:: WHAT IS BEING ASKED ::
Count the lines in the listing that contain the string "patch", treating uppercase and lowercase as distinct. Give only the number.

:: MATERIAL TO PROCESS ::
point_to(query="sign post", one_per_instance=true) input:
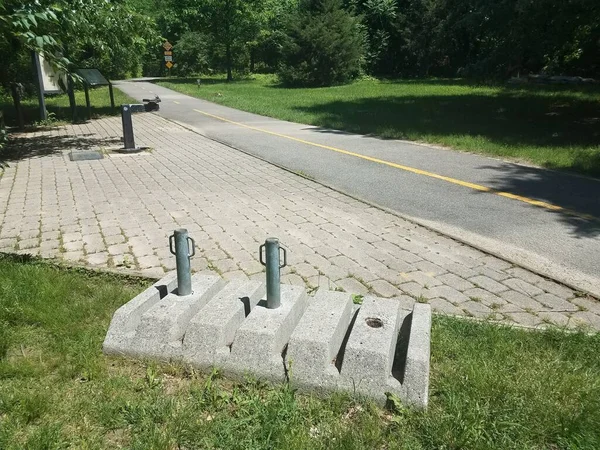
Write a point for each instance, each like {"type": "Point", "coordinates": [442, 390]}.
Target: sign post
{"type": "Point", "coordinates": [40, 83]}
{"type": "Point", "coordinates": [168, 55]}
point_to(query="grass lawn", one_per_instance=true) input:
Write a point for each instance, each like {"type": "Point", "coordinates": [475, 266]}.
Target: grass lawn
{"type": "Point", "coordinates": [58, 106]}
{"type": "Point", "coordinates": [551, 126]}
{"type": "Point", "coordinates": [491, 387]}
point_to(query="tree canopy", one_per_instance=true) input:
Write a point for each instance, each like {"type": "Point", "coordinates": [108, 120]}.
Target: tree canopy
{"type": "Point", "coordinates": [395, 38]}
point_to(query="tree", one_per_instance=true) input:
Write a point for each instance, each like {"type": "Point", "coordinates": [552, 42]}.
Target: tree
{"type": "Point", "coordinates": [192, 53]}
{"type": "Point", "coordinates": [324, 45]}
{"type": "Point", "coordinates": [232, 23]}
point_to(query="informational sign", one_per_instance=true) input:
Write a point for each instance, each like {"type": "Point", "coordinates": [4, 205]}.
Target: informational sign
{"type": "Point", "coordinates": [52, 81]}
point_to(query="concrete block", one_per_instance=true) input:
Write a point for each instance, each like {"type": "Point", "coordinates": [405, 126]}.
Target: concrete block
{"type": "Point", "coordinates": [416, 369]}
{"type": "Point", "coordinates": [260, 341]}
{"type": "Point", "coordinates": [126, 319]}
{"type": "Point", "coordinates": [162, 327]}
{"type": "Point", "coordinates": [369, 353]}
{"type": "Point", "coordinates": [315, 343]}
{"type": "Point", "coordinates": [211, 332]}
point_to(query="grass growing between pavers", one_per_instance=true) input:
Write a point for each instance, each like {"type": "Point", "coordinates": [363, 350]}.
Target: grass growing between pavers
{"type": "Point", "coordinates": [491, 387]}
{"type": "Point", "coordinates": [59, 109]}
{"type": "Point", "coordinates": [552, 126]}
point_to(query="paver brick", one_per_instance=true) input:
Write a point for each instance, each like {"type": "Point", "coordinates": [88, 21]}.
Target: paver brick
{"type": "Point", "coordinates": [525, 319]}
{"type": "Point", "coordinates": [522, 301]}
{"type": "Point", "coordinates": [488, 284]}
{"type": "Point", "coordinates": [556, 303]}
{"type": "Point", "coordinates": [587, 303]}
{"type": "Point", "coordinates": [120, 211]}
{"type": "Point", "coordinates": [586, 318]}
{"type": "Point", "coordinates": [556, 289]}
{"type": "Point", "coordinates": [456, 282]}
{"type": "Point", "coordinates": [485, 297]}
{"type": "Point", "coordinates": [443, 306]}
{"type": "Point", "coordinates": [421, 278]}
{"type": "Point", "coordinates": [476, 309]}
{"type": "Point", "coordinates": [416, 290]}
{"type": "Point", "coordinates": [526, 275]}
{"type": "Point", "coordinates": [555, 318]}
{"type": "Point", "coordinates": [27, 244]}
{"type": "Point", "coordinates": [450, 294]}
{"type": "Point", "coordinates": [522, 286]}
{"type": "Point", "coordinates": [353, 286]}
{"type": "Point", "coordinates": [384, 289]}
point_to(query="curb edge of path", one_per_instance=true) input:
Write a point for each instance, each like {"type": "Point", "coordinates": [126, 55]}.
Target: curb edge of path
{"type": "Point", "coordinates": [534, 263]}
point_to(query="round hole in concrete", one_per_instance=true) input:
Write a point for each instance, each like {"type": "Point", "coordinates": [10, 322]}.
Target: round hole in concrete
{"type": "Point", "coordinates": [374, 322]}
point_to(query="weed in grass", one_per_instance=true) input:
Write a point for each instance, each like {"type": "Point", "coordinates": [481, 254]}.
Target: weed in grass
{"type": "Point", "coordinates": [357, 299]}
{"type": "Point", "coordinates": [513, 122]}
{"type": "Point", "coordinates": [492, 387]}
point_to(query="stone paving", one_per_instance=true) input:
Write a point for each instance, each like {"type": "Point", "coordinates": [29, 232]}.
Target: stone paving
{"type": "Point", "coordinates": [119, 212]}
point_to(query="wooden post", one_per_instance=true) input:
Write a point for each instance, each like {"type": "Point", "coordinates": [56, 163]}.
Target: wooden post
{"type": "Point", "coordinates": [16, 94]}
{"type": "Point", "coordinates": [86, 90]}
{"type": "Point", "coordinates": [72, 102]}
{"type": "Point", "coordinates": [40, 83]}
{"type": "Point", "coordinates": [112, 95]}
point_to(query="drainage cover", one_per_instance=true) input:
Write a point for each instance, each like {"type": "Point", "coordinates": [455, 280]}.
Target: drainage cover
{"type": "Point", "coordinates": [85, 156]}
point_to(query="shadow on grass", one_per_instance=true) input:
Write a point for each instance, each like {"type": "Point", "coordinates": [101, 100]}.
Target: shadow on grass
{"type": "Point", "coordinates": [31, 114]}
{"type": "Point", "coordinates": [548, 125]}
{"type": "Point", "coordinates": [543, 127]}
{"type": "Point", "coordinates": [22, 146]}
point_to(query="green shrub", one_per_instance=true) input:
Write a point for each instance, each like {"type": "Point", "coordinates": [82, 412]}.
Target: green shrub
{"type": "Point", "coordinates": [324, 45]}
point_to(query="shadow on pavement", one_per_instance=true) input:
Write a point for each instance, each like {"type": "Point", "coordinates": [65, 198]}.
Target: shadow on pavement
{"type": "Point", "coordinates": [24, 146]}
{"type": "Point", "coordinates": [555, 128]}
{"type": "Point", "coordinates": [578, 194]}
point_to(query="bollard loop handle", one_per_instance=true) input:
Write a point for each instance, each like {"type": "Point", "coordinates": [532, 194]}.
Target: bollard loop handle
{"type": "Point", "coordinates": [260, 258]}
{"type": "Point", "coordinates": [192, 245]}
{"type": "Point", "coordinates": [171, 242]}
{"type": "Point", "coordinates": [284, 257]}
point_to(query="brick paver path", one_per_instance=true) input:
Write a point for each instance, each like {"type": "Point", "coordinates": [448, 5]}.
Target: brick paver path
{"type": "Point", "coordinates": [119, 212]}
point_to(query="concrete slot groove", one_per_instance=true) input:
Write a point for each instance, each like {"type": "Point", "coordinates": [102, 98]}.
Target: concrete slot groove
{"type": "Point", "coordinates": [320, 344]}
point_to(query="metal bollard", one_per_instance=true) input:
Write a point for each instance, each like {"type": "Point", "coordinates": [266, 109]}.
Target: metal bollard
{"type": "Point", "coordinates": [272, 263]}
{"type": "Point", "coordinates": [128, 138]}
{"type": "Point", "coordinates": [180, 244]}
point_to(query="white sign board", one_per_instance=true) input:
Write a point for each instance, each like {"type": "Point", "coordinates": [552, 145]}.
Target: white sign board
{"type": "Point", "coordinates": [50, 78]}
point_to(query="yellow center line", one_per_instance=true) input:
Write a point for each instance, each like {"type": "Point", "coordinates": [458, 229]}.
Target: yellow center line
{"type": "Point", "coordinates": [467, 184]}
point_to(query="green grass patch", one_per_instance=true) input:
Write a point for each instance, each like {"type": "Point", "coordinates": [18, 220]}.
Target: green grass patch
{"type": "Point", "coordinates": [491, 387]}
{"type": "Point", "coordinates": [59, 109]}
{"type": "Point", "coordinates": [552, 126]}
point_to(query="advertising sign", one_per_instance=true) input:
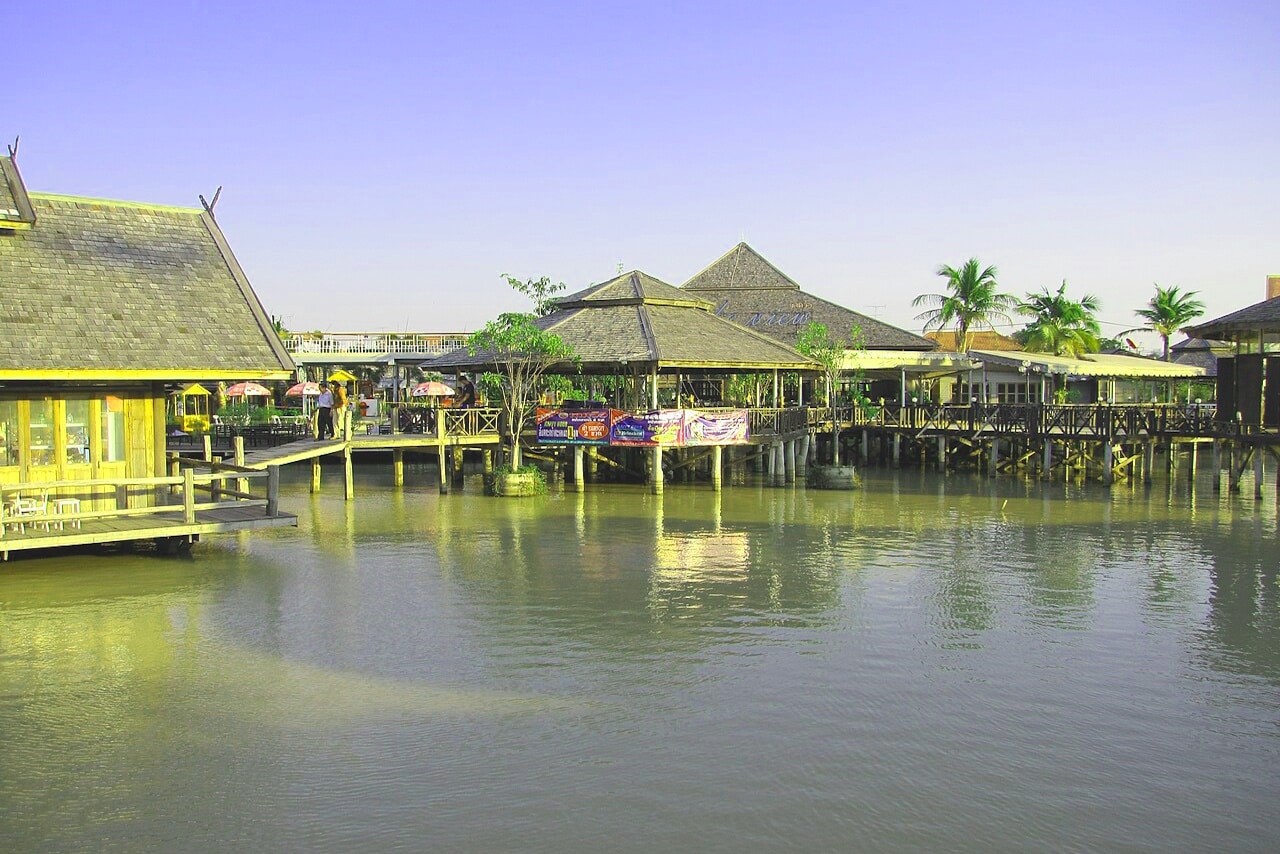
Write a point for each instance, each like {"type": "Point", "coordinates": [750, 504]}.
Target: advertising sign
{"type": "Point", "coordinates": [716, 428]}
{"type": "Point", "coordinates": [576, 427]}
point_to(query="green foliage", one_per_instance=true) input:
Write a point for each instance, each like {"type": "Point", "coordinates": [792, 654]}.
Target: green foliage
{"type": "Point", "coordinates": [972, 301]}
{"type": "Point", "coordinates": [1059, 324]}
{"type": "Point", "coordinates": [1169, 311]}
{"type": "Point", "coordinates": [522, 354]}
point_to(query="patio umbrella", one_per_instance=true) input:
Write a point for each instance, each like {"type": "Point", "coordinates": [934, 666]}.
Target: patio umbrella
{"type": "Point", "coordinates": [247, 389]}
{"type": "Point", "coordinates": [304, 389]}
{"type": "Point", "coordinates": [432, 388]}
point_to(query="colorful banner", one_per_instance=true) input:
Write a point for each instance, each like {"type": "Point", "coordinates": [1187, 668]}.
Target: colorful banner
{"type": "Point", "coordinates": [716, 428]}
{"type": "Point", "coordinates": [574, 427]}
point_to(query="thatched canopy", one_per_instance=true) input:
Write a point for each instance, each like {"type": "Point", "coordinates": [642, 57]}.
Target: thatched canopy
{"type": "Point", "coordinates": [636, 323]}
{"type": "Point", "coordinates": [748, 290]}
{"type": "Point", "coordinates": [1248, 323]}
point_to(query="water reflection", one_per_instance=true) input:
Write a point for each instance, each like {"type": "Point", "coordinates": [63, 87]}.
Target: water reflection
{"type": "Point", "coordinates": [927, 663]}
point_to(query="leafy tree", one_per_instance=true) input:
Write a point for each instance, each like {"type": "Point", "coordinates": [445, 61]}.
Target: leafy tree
{"type": "Point", "coordinates": [521, 352]}
{"type": "Point", "coordinates": [1169, 311]}
{"type": "Point", "coordinates": [817, 343]}
{"type": "Point", "coordinates": [972, 301]}
{"type": "Point", "coordinates": [1059, 324]}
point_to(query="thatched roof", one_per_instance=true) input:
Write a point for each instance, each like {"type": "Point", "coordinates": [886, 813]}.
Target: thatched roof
{"type": "Point", "coordinates": [1248, 322]}
{"type": "Point", "coordinates": [978, 339]}
{"type": "Point", "coordinates": [95, 288]}
{"type": "Point", "coordinates": [638, 322]}
{"type": "Point", "coordinates": [750, 291]}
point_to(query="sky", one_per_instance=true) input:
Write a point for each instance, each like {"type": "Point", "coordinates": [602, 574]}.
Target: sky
{"type": "Point", "coordinates": [383, 164]}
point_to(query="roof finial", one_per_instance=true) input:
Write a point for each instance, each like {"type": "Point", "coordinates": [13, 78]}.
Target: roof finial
{"type": "Point", "coordinates": [209, 205]}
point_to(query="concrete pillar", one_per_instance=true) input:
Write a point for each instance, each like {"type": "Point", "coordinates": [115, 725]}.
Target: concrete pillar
{"type": "Point", "coordinates": [1257, 473]}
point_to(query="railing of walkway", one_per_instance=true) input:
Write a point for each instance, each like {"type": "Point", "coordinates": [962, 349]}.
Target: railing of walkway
{"type": "Point", "coordinates": [1069, 420]}
{"type": "Point", "coordinates": [192, 485]}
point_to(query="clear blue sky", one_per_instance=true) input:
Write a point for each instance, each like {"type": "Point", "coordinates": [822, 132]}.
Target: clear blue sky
{"type": "Point", "coordinates": [383, 163]}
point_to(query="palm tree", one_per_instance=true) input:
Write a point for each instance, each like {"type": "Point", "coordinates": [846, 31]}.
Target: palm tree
{"type": "Point", "coordinates": [972, 301]}
{"type": "Point", "coordinates": [1169, 311]}
{"type": "Point", "coordinates": [1059, 324]}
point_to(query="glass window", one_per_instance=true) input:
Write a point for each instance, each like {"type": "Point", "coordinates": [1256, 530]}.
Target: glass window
{"type": "Point", "coordinates": [42, 433]}
{"type": "Point", "coordinates": [77, 433]}
{"type": "Point", "coordinates": [112, 447]}
{"type": "Point", "coordinates": [9, 433]}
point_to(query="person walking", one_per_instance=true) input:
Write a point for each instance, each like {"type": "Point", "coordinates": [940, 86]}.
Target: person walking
{"type": "Point", "coordinates": [324, 407]}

:: SOLUTION FOR THIS TASK ::
2